Problem to solve:
Take each line of the material that includes "mantel" and copy it.

Recorded information:
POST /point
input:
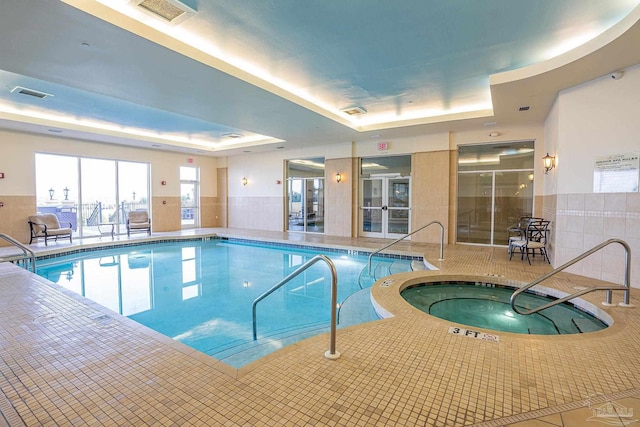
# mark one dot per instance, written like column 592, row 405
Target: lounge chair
column 47, row 226
column 138, row 221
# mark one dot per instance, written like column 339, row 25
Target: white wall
column 600, row 118
column 596, row 119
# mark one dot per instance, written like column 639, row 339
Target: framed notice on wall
column 617, row 174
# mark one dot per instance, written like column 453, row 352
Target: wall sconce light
column 549, row 163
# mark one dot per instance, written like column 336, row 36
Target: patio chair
column 138, row 221
column 535, row 238
column 47, row 226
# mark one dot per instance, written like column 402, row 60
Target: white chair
column 47, row 226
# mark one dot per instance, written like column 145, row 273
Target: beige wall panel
column 430, row 194
column 14, row 216
column 453, row 195
column 165, row 216
column 338, row 197
column 208, row 207
column 221, row 205
column 256, row 213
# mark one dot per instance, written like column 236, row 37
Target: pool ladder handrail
column 331, row 353
column 626, row 287
column 407, row 235
column 27, row 253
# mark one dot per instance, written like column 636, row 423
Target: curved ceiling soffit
column 498, row 83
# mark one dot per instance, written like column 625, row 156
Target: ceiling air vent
column 172, row 11
column 354, row 111
column 30, row 92
column 232, row 135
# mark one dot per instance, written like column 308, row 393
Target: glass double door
column 306, row 204
column 386, row 207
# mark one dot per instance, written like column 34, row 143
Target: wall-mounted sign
column 616, row 174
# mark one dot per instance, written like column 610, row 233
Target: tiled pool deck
column 67, row 361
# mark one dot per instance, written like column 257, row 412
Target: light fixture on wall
column 549, row 163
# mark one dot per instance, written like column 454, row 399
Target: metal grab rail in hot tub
column 626, row 287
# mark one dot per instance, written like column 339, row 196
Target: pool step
column 380, row 270
column 356, row 309
column 241, row 353
column 585, row 325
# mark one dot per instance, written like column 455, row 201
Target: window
column 495, row 188
column 189, row 197
column 93, row 195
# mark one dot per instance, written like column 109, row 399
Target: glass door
column 385, row 206
column 306, row 204
column 189, row 197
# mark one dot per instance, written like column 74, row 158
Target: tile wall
column 582, row 221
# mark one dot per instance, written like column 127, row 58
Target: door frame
column 385, row 209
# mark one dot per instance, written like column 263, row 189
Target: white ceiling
column 279, row 72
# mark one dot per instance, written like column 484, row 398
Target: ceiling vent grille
column 354, row 111
column 232, row 135
column 172, row 11
column 30, row 92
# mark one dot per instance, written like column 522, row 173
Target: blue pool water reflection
column 200, row 292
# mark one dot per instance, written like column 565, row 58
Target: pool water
column 487, row 306
column 200, row 292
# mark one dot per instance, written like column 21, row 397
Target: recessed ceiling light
column 354, row 111
column 172, row 11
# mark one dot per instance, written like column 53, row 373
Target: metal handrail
column 407, row 235
column 331, row 353
column 626, row 287
column 26, row 252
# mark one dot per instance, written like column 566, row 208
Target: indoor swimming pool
column 200, row 292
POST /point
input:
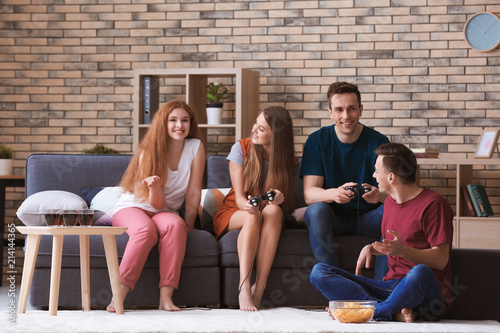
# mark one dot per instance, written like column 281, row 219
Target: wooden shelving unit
column 192, row 82
column 470, row 232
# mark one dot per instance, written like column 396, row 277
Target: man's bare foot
column 406, row 315
column 246, row 301
column 257, row 294
column 124, row 291
column 166, row 302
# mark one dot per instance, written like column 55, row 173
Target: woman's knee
column 419, row 272
column 169, row 222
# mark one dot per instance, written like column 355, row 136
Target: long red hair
column 151, row 157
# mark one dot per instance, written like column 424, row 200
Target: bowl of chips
column 352, row 311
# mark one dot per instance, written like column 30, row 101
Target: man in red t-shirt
column 417, row 234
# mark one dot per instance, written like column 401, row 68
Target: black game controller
column 357, row 190
column 269, row 195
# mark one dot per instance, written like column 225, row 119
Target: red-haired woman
column 264, row 162
column 165, row 172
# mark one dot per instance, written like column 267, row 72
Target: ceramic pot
column 214, row 114
column 6, row 167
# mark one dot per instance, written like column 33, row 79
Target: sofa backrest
column 217, row 176
column 73, row 172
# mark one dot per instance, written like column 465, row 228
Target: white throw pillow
column 106, row 199
column 31, row 212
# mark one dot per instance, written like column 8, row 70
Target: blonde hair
column 151, row 156
column 280, row 174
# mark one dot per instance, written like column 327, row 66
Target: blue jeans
column 323, row 223
column 418, row 290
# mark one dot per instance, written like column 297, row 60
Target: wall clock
column 482, row 31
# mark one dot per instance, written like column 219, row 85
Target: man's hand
column 373, row 196
column 391, row 247
column 365, row 259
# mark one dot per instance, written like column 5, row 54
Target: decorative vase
column 214, row 114
column 6, row 167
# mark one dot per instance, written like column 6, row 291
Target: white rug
column 219, row 320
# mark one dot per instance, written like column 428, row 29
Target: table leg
column 28, row 269
column 55, row 275
column 114, row 273
column 85, row 271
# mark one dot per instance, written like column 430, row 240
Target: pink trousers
column 145, row 229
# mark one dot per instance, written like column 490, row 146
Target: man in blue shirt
column 335, row 157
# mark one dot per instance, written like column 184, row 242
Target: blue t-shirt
column 339, row 163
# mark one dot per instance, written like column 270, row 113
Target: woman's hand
column 279, row 198
column 151, row 180
column 249, row 208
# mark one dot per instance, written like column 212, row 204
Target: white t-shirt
column 174, row 189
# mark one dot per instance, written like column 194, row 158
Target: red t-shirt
column 423, row 222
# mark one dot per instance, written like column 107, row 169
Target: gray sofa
column 210, row 270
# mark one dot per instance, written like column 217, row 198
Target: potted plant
column 6, row 160
column 216, row 94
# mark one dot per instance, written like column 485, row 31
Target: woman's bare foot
column 257, row 294
column 246, row 301
column 166, row 302
column 406, row 315
column 124, row 290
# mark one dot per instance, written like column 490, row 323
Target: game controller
column 357, row 190
column 269, row 195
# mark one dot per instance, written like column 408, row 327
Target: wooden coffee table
column 109, row 239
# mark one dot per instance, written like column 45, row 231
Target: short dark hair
column 399, row 160
column 337, row 88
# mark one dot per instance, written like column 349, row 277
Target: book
column 467, row 201
column 424, row 150
column 483, row 201
column 426, row 155
column 479, row 200
column 474, row 201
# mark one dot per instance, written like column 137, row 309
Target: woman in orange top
column 264, row 162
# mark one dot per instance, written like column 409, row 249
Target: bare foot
column 124, row 290
column 166, row 302
column 257, row 294
column 169, row 306
column 406, row 315
column 246, row 301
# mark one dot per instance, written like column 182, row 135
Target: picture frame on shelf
column 487, row 144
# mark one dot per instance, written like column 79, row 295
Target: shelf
column 191, row 83
column 469, row 232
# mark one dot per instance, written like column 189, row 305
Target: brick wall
column 66, row 67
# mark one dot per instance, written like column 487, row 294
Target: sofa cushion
column 31, row 212
column 106, row 199
column 90, row 193
column 73, row 172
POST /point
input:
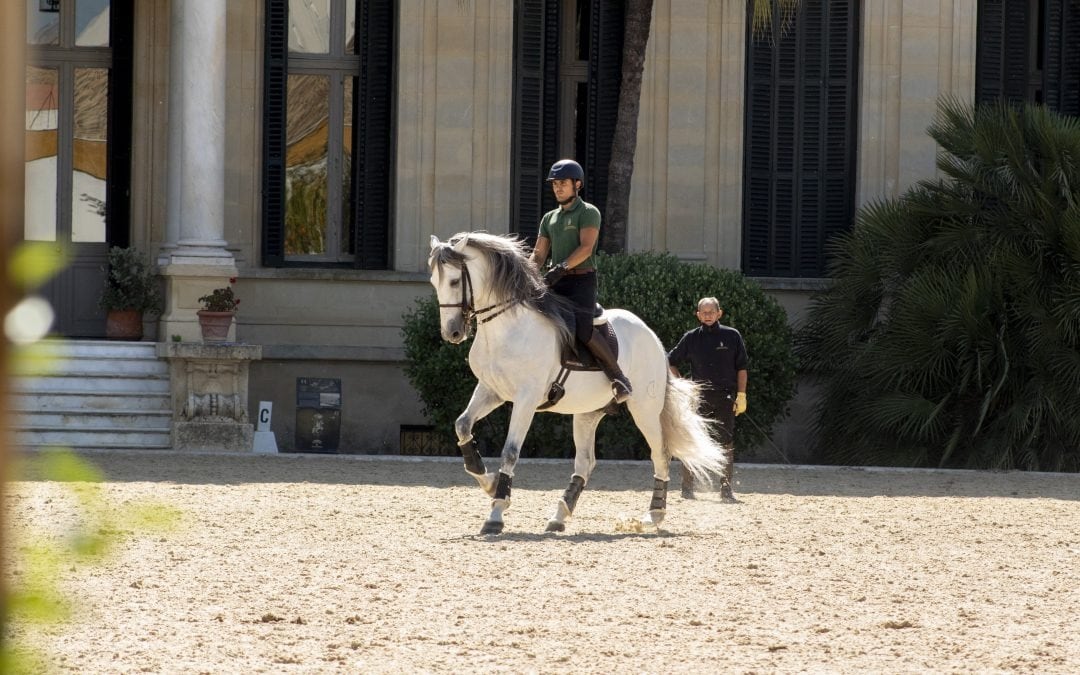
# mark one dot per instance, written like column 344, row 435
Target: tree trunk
column 621, row 169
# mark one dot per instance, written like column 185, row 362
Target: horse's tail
column 687, row 434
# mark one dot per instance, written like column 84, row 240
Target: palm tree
column 950, row 333
column 638, row 17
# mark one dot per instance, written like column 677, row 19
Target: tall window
column 71, row 71
column 1029, row 51
column 567, row 72
column 798, row 172
column 78, row 146
column 327, row 133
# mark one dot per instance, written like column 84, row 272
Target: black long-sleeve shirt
column 715, row 353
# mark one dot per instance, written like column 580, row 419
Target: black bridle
column 468, row 311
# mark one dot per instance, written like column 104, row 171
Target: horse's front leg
column 521, row 419
column 584, row 461
column 480, row 406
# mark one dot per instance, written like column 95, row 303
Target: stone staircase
column 98, row 394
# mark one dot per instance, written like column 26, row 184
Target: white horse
column 516, row 355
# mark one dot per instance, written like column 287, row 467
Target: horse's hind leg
column 480, row 406
column 584, row 461
column 651, row 429
column 521, row 418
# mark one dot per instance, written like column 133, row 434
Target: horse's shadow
column 578, row 537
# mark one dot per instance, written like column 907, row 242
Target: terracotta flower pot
column 215, row 325
column 123, row 324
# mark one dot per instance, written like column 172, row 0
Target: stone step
column 93, row 349
column 79, row 401
column 68, row 383
column 88, row 437
column 116, row 420
column 108, row 367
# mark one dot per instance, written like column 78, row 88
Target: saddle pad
column 578, row 356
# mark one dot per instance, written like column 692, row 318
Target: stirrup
column 621, row 390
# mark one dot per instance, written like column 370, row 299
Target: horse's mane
column 512, row 275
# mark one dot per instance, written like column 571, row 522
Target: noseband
column 469, row 312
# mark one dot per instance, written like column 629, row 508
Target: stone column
column 194, row 257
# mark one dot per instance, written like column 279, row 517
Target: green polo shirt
column 563, row 227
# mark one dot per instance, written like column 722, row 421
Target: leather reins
column 468, row 311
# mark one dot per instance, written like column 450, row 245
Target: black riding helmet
column 566, row 169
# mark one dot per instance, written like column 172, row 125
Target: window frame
column 370, row 69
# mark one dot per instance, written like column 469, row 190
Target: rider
column 569, row 233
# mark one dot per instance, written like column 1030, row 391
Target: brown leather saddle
column 577, row 356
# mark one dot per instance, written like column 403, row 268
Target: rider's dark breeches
column 581, row 289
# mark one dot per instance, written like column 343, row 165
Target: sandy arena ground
column 312, row 564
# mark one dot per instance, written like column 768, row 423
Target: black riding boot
column 620, row 386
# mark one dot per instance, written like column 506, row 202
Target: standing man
column 569, row 233
column 717, row 359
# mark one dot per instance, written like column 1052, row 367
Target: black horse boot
column 687, row 483
column 620, row 386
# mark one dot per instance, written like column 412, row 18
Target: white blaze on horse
column 516, row 355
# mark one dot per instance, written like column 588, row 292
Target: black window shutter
column 374, row 130
column 605, row 80
column 275, row 45
column 536, row 105
column 1001, row 57
column 800, row 133
column 1061, row 70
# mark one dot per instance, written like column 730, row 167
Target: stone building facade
column 311, row 147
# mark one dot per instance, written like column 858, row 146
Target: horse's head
column 454, row 274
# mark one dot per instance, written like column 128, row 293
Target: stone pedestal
column 210, row 395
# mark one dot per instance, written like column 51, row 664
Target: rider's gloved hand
column 554, row 274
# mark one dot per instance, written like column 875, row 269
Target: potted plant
column 215, row 318
column 131, row 291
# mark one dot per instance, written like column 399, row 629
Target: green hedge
column 660, row 289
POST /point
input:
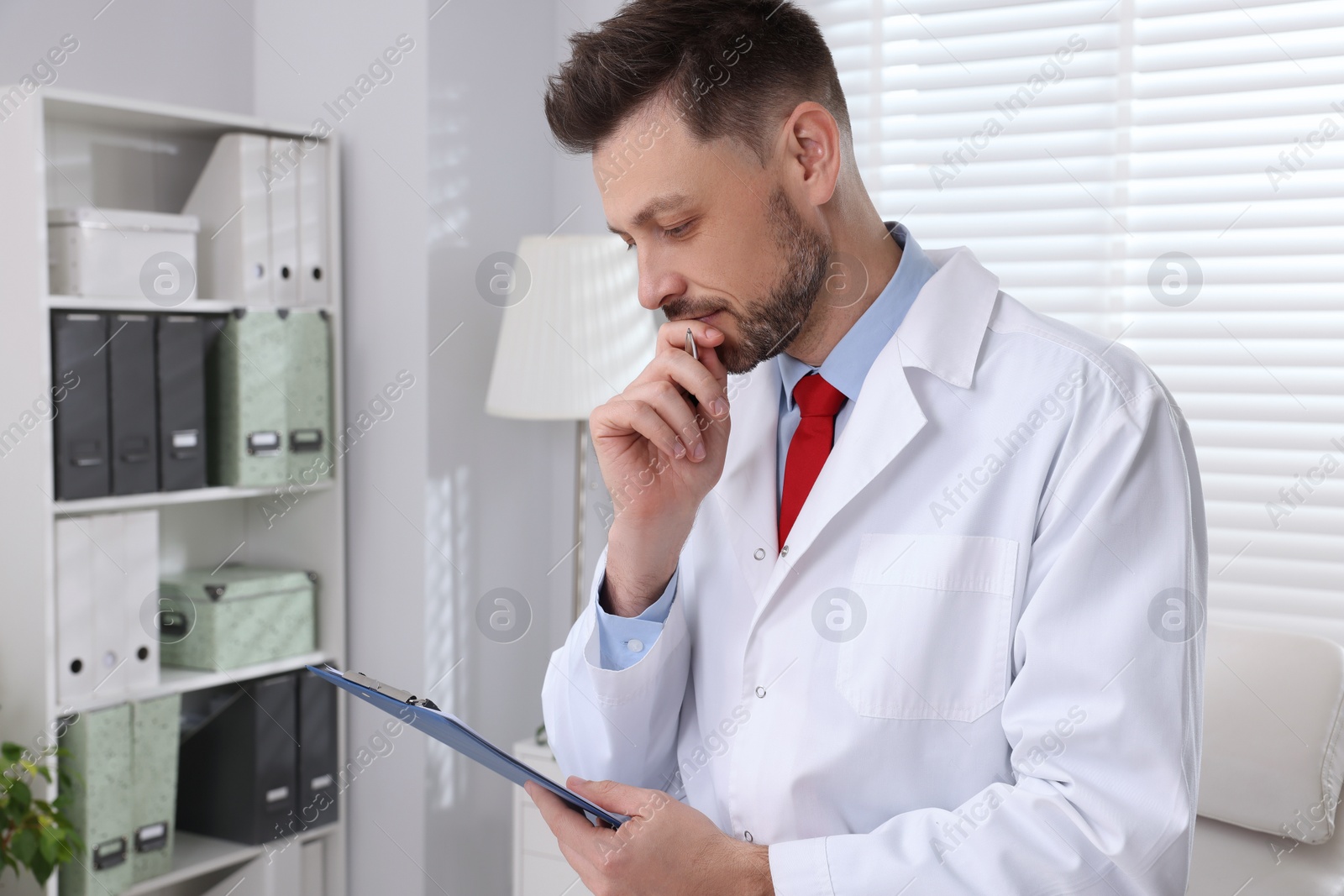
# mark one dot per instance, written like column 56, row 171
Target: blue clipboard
column 423, row 715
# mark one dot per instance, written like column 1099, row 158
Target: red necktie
column 819, row 402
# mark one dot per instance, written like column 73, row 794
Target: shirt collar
column 847, row 364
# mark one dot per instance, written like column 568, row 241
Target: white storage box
column 112, row 251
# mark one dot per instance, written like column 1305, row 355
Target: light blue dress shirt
column 625, row 640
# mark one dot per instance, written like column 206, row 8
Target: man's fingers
column 707, row 338
column 687, row 374
column 667, row 402
column 620, row 799
column 564, row 822
column 635, row 416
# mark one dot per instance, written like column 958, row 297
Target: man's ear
column 812, row 150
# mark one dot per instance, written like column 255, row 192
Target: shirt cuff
column 625, row 640
column 800, row 868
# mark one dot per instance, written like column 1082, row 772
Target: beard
column 769, row 325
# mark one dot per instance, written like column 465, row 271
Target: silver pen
column 692, row 349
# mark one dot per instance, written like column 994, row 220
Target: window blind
column 1163, row 172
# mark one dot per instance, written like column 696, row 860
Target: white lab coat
column 1016, row 506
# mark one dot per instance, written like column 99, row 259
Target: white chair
column 1272, row 768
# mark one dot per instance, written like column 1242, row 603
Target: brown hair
column 729, row 69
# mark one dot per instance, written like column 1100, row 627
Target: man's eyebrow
column 669, row 202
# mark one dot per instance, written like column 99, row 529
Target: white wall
column 190, row 54
column 307, row 53
column 501, row 490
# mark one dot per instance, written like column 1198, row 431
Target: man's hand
column 659, row 458
column 665, row 849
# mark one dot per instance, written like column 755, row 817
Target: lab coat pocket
column 934, row 642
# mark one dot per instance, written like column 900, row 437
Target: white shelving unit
column 54, row 150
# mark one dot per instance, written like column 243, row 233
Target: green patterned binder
column 234, row 617
column 308, row 379
column 155, row 777
column 100, row 765
column 248, row 402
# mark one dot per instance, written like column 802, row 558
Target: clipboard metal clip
column 387, row 691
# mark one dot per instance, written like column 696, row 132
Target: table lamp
column 573, row 336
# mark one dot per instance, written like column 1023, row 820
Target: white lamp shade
column 577, row 336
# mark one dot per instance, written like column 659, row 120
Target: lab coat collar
column 941, row 333
column 944, row 329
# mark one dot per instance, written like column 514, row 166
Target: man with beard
column 909, row 598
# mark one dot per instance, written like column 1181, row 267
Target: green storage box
column 235, row 616
column 100, row 765
column 308, row 383
column 154, row 763
column 246, row 399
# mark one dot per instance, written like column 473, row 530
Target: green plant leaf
column 19, row 799
column 24, row 846
column 42, row 868
column 47, row 844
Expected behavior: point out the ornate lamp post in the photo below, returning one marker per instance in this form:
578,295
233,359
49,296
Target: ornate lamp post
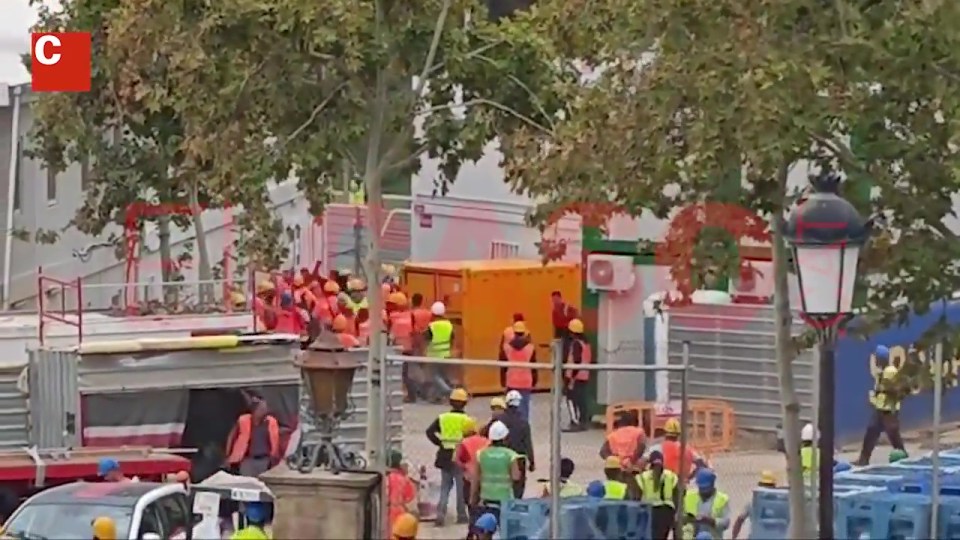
826,235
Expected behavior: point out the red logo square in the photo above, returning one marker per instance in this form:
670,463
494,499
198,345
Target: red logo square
60,61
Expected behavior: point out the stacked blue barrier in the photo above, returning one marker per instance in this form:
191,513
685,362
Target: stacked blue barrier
581,518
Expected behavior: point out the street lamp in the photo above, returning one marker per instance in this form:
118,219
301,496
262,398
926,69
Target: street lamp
826,234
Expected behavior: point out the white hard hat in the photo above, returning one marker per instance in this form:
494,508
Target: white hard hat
498,431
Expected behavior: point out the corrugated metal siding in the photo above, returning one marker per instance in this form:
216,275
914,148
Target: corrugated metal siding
732,349
54,399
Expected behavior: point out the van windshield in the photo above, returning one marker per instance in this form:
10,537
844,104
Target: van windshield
40,521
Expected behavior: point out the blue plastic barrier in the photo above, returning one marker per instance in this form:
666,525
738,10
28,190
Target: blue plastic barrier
873,514
582,519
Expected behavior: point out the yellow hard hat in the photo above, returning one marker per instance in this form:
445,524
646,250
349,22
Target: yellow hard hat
767,478
104,528
265,285
889,372
406,526
612,462
331,287
575,326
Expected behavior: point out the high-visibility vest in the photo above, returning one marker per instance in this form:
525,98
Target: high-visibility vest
241,444
586,357
658,493
401,329
623,441
441,333
519,378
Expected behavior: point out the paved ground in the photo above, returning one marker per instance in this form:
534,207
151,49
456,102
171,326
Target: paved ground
738,472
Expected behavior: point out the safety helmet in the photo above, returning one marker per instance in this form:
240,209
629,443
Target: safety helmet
331,287
486,523
339,323
498,431
406,526
459,394
706,478
104,528
575,326
889,372
767,478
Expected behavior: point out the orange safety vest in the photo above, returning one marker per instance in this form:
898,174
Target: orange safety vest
241,444
623,441
671,458
586,357
518,378
401,329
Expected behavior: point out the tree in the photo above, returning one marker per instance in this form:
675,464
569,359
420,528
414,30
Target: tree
694,91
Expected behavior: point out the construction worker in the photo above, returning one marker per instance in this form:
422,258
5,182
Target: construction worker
627,441
253,446
520,440
705,509
104,528
885,399
658,486
357,295
518,351
406,527
439,340
401,490
670,448
496,471
577,351
341,328
256,516
767,480
446,433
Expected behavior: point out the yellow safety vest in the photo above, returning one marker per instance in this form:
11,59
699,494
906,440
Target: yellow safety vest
441,333
451,429
614,490
691,506
661,495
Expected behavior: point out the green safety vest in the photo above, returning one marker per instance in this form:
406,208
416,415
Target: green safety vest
691,505
441,332
451,428
495,463
614,490
661,495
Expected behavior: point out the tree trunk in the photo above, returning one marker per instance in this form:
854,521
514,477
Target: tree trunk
788,392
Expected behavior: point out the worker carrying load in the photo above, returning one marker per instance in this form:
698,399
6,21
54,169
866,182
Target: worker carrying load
670,449
705,509
627,441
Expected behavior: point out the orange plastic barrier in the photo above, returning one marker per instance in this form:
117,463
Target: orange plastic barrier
711,425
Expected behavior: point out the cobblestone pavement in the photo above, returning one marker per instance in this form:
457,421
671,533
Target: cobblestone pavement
737,471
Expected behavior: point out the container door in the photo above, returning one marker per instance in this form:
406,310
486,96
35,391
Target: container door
54,399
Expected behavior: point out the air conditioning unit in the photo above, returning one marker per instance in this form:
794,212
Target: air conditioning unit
610,273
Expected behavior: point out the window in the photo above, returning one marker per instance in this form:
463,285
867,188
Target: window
504,250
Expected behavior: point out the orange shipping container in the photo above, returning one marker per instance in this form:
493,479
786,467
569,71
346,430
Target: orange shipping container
481,298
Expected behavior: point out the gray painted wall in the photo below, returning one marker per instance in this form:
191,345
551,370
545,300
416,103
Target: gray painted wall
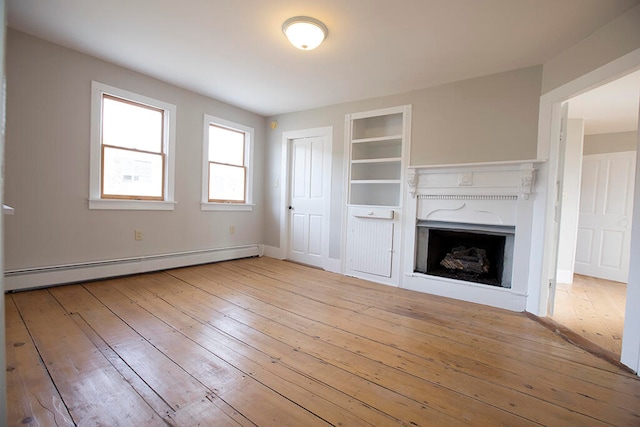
47,165
610,142
490,118
618,38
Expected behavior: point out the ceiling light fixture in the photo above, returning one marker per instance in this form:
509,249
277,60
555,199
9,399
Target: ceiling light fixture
304,32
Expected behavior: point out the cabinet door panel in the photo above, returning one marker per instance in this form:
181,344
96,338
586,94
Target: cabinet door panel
371,247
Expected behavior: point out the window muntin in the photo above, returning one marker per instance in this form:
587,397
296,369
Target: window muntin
132,150
227,164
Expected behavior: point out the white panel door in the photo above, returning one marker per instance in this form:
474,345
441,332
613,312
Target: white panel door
606,204
308,196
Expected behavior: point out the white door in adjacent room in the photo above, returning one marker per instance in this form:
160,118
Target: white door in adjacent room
309,195
606,205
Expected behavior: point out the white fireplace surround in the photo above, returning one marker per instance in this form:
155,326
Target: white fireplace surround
498,193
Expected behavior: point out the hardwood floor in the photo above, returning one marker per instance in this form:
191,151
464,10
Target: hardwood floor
593,308
271,343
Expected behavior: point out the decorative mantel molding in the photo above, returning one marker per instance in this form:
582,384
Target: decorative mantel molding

Exercise response:
Expected behavior: point out the decorative mantel molding in the photo above, returning one marker per instance in this form:
Target: decorative mantel molding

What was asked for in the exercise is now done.